— Raw data —
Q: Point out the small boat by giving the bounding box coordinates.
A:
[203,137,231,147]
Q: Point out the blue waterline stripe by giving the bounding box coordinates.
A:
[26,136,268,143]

— Task to carry out —
Print all of the material above again, line for line and word for word, in the same order.

— Result for this exercise —
Q: Point out the small boat by giving the bounding box coordinates.
A:
[203,137,231,147]
Q: Point out the blue waterline stripe by giving the bounding box coordinates.
A:
[26,136,268,143]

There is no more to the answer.